Try it — Starting at the line containing "One point per instance, each like (5, 27)." and ending at the line containing "One point per instance, each like (56, 52).", print every line of the material below exactly, both ends included, and stop there.

Supplied entries —
-------------------------

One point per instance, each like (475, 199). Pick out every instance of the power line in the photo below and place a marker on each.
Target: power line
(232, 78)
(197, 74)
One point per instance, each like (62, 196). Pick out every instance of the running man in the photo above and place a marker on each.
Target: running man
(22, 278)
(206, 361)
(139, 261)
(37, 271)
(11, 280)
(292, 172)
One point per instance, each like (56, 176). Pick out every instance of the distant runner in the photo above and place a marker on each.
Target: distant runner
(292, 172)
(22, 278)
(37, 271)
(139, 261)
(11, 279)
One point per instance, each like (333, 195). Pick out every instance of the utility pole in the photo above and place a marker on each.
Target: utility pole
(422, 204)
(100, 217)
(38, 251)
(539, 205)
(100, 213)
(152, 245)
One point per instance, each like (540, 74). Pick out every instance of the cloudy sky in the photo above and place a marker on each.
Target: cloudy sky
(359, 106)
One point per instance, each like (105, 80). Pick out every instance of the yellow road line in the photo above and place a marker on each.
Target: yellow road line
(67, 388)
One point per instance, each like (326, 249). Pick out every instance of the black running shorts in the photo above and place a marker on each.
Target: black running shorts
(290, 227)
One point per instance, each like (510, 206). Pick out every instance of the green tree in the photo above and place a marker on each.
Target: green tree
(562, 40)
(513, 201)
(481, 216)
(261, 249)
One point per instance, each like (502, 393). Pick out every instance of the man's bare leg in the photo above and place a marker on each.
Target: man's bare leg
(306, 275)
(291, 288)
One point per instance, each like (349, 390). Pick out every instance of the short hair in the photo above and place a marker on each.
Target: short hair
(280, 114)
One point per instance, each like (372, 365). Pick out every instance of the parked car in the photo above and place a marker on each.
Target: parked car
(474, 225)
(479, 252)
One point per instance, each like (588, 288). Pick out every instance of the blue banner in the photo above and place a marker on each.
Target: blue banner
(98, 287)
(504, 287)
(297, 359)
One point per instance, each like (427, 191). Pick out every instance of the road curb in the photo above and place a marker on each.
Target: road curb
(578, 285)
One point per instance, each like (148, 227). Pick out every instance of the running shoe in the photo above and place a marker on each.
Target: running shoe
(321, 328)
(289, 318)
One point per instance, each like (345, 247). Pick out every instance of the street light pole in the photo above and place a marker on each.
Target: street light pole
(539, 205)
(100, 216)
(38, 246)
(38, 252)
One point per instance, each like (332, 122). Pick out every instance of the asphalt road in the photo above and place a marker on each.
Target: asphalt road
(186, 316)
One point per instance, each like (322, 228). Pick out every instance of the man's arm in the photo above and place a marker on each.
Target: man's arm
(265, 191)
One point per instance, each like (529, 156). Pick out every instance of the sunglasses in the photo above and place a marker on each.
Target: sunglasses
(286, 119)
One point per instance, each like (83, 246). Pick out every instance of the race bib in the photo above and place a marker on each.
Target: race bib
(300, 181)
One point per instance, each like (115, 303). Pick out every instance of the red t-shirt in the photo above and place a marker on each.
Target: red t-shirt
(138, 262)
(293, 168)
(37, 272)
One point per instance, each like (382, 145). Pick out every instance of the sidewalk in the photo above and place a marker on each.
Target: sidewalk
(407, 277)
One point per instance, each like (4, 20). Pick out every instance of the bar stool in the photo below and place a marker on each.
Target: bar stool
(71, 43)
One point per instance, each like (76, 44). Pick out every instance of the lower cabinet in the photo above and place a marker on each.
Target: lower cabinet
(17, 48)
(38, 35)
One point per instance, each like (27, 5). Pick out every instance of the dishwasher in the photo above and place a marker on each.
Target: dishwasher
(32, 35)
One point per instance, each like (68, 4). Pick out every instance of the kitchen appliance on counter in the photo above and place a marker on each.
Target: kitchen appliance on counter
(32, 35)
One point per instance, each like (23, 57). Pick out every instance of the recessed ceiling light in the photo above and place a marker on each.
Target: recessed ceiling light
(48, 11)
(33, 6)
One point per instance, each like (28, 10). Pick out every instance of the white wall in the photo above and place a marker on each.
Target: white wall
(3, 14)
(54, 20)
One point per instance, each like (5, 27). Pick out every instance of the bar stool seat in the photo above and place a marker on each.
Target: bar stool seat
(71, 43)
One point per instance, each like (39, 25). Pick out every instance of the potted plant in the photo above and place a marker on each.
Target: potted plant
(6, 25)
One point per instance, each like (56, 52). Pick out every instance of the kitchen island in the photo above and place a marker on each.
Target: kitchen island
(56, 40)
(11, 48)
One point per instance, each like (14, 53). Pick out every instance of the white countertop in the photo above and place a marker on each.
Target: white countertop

-------------------------

Result of this exercise —
One point per instance, each like (5, 27). Pick out every instance of the bar stool seat in the photo above and place a marker on each.
Target: bar stool seat
(71, 43)
One point per instance, each like (39, 25). Pick out every instance of the potted plant in the photo above and place a marker on each.
Target: potted plant
(6, 25)
One point per instance, each like (56, 52). Pick out every instance of the kitchen island in the photo above and place a marker on each.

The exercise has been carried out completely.